▶ **TEXT**:
┌──

In the initial assessment, the radiation seemed easiest. For 45 consecutive weekdays, I would report to the Bellaire outpatient clinic and have my head bolted down to a table while a computer directed individually modulated beams of radiation aimed (in intersecting patterns) at the tumor. It all seemed very precise at the time. It was as close to “safe” as I was going to find. There had been a brief advisement and documents signed to assure that I had enough information to make the best decision. What I was hearing and understanding was that without the therapy, I would likely experience a recurrent or secondary cancer. I did what most people would do. I signed the papers acknowledging the possibility of injury and releasing any liability. As I lay on that table, I watched as a device called a “linear accelerator” moved in odd and phrenetic arcs around my neck. As a musician, I would escape into the curious song of the thing. The varieties of pitch and timbre often taking me far away from the there and then. What I didn’t know was that the radiation which was saving my life was taking a toll on my spine. After the treatments ended, I went back to school. Even though my shoulders had been impinged by the surgery, I was able to resume playing all of my instruments. For a while, I thought I would survive the ordeal of cancer. I thought that I might escape the horrible specter. At that moment, I thought it had only “winged” me.  One day in 2008, I noticed some difficulty in standing. Not long after, I dropped an expensive camcorder.  It accelerated from there. Soon, I was unable to grab a chord, roll out arpeggios on the piano, or bow my violin correctly. More radical and painful changes would follow. Later that year, I was diagnosed with a progressive myelopathy in the cerebral spine. Today, I am classified as a high functioning tetraplegic (quadriplegic). I have only partial and highly inaccurate use of my right hand. I am totally dependent on caregivers to assist in every facet of daily care. I use a large power chair to get to various medical appointments and the classes I teach at the community college.

└──

▶ **SUPPLIED MATERIAL**:

┌──

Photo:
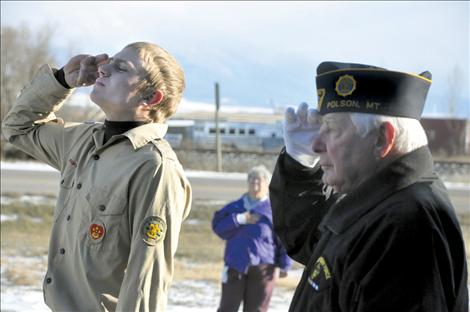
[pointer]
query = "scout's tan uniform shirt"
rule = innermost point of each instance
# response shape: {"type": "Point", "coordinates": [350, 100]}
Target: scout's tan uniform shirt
{"type": "Point", "coordinates": [120, 206]}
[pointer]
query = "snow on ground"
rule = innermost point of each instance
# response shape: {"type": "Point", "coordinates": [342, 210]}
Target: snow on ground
{"type": "Point", "coordinates": [184, 296]}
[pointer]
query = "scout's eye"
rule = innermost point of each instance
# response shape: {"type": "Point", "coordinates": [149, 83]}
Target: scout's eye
{"type": "Point", "coordinates": [120, 67]}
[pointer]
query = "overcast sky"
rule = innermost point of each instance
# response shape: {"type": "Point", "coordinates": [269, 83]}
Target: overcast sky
{"type": "Point", "coordinates": [266, 53]}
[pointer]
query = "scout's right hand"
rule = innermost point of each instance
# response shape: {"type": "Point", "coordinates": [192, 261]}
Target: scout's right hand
{"type": "Point", "coordinates": [300, 130]}
{"type": "Point", "coordinates": [82, 70]}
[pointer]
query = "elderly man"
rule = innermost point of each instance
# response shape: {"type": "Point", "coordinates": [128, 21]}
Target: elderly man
{"type": "Point", "coordinates": [123, 194]}
{"type": "Point", "coordinates": [356, 201]}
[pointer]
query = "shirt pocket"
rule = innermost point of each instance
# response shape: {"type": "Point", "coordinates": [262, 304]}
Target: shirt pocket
{"type": "Point", "coordinates": [66, 185]}
{"type": "Point", "coordinates": [103, 218]}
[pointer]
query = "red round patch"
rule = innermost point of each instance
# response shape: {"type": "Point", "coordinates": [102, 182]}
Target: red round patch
{"type": "Point", "coordinates": [96, 231]}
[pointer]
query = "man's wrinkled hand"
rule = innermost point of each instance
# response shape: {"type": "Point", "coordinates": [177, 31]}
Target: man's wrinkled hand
{"type": "Point", "coordinates": [300, 130]}
{"type": "Point", "coordinates": [82, 70]}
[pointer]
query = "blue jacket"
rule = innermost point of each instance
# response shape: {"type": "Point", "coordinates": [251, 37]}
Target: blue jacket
{"type": "Point", "coordinates": [249, 244]}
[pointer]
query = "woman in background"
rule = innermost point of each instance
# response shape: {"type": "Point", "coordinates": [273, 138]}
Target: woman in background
{"type": "Point", "coordinates": [253, 251]}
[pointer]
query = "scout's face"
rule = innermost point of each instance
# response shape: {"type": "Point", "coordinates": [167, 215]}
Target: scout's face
{"type": "Point", "coordinates": [257, 186]}
{"type": "Point", "coordinates": [346, 158]}
{"type": "Point", "coordinates": [116, 89]}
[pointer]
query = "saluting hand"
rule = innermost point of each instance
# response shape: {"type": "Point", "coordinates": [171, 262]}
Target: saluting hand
{"type": "Point", "coordinates": [82, 70]}
{"type": "Point", "coordinates": [300, 130]}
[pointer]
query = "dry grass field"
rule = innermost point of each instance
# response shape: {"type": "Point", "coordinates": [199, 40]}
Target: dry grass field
{"type": "Point", "coordinates": [24, 242]}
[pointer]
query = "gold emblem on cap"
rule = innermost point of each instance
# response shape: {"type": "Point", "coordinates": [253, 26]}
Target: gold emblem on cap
{"type": "Point", "coordinates": [345, 85]}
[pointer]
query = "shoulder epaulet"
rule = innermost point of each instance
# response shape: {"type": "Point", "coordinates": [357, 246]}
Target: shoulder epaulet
{"type": "Point", "coordinates": [164, 148]}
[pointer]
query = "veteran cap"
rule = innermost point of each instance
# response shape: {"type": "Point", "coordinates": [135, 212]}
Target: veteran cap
{"type": "Point", "coordinates": [346, 87]}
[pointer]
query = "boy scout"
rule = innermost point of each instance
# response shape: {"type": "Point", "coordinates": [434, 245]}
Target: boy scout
{"type": "Point", "coordinates": [355, 199]}
{"type": "Point", "coordinates": [123, 193]}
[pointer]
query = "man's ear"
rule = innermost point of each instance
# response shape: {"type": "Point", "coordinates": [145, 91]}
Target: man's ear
{"type": "Point", "coordinates": [156, 99]}
{"type": "Point", "coordinates": [386, 139]}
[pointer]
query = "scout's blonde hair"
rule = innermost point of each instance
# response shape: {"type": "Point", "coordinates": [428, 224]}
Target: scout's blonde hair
{"type": "Point", "coordinates": [162, 72]}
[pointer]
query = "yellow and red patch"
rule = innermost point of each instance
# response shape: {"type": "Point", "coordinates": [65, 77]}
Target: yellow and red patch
{"type": "Point", "coordinates": [153, 230]}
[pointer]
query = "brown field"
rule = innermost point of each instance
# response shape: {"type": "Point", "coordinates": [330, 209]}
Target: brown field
{"type": "Point", "coordinates": [199, 257]}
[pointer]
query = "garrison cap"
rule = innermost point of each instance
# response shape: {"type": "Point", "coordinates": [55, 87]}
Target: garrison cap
{"type": "Point", "coordinates": [346, 87]}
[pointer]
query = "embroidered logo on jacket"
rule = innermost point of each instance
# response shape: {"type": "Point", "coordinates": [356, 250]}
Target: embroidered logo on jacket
{"type": "Point", "coordinates": [319, 274]}
{"type": "Point", "coordinates": [153, 230]}
{"type": "Point", "coordinates": [96, 231]}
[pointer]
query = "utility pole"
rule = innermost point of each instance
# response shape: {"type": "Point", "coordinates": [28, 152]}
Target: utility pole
{"type": "Point", "coordinates": [218, 144]}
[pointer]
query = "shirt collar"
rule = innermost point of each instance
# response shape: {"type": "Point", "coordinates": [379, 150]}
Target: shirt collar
{"type": "Point", "coordinates": [139, 136]}
{"type": "Point", "coordinates": [408, 169]}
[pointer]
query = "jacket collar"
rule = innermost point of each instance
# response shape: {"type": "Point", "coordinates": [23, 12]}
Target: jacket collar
{"type": "Point", "coordinates": [411, 168]}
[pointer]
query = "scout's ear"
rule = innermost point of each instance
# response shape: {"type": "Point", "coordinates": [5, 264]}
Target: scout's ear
{"type": "Point", "coordinates": [386, 139]}
{"type": "Point", "coordinates": [156, 98]}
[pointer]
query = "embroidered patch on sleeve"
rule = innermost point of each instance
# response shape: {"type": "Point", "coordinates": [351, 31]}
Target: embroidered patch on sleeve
{"type": "Point", "coordinates": [97, 231]}
{"type": "Point", "coordinates": [152, 230]}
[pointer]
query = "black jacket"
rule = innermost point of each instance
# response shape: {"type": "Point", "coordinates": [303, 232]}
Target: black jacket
{"type": "Point", "coordinates": [392, 245]}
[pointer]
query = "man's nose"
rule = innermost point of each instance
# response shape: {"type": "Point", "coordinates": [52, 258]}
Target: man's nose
{"type": "Point", "coordinates": [103, 70]}
{"type": "Point", "coordinates": [318, 145]}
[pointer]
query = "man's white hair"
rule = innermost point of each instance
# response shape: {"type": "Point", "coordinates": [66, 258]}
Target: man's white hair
{"type": "Point", "coordinates": [409, 134]}
{"type": "Point", "coordinates": [260, 171]}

└──

Please continue the personal account of cancer radiation treatment, picking up after its final sentence.

Change comes to us all. No longer the huckleberry guitar-wielding vagabond I had dreamed so many years ago, my life continues. Nowadays, life is centered on a small ribbon-shaped area of necrotic tissue in my spine. I call it the “monster.” While I experience good days and bad, it never relents. It’s like being a little kid and having someone get a strong grip on the back of my neck. A militant non-smoker, I applaud any and all efforts that bring attention to the dangers of habitual tobacco use. My biggest regret about it is not that I tried it, but that, in the angst and confusion of a very troubled childhood, it attained such a strong grip on my spirit song. Each day, I try to make music and art. Some days, I can control my right hand well enough to issue an intelligible chord or scale. I’m told that the injury will progress in uneven stages. the implication being that it will eventually take my breath. My purpose in writing this isn’t to solicit sympathy but to urge you to be very careful about what you put in your body and to implore you to be mindful of your children. Do not let your story be eclipsed by something you might later find, could have been avoided. As for my story, I remain. In my waking life, I’m stuck in a power chair, unable to stand, but in my dreams, I fly.